Written exercise
Substitute "bell tower" for each occurrence of "church bell tower" in the data below, and give the data back with nothing else altered.

═══ Data supplied ═══

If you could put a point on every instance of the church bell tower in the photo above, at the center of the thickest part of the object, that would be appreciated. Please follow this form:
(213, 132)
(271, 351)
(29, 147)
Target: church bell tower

═══

Completed exercise
If you could put a point on every instance of the bell tower in the photo above, at the center of the thickest part of the object, that would be appreciated. Please follow this form:
(213, 132)
(271, 351)
(29, 147)
Target: bell tower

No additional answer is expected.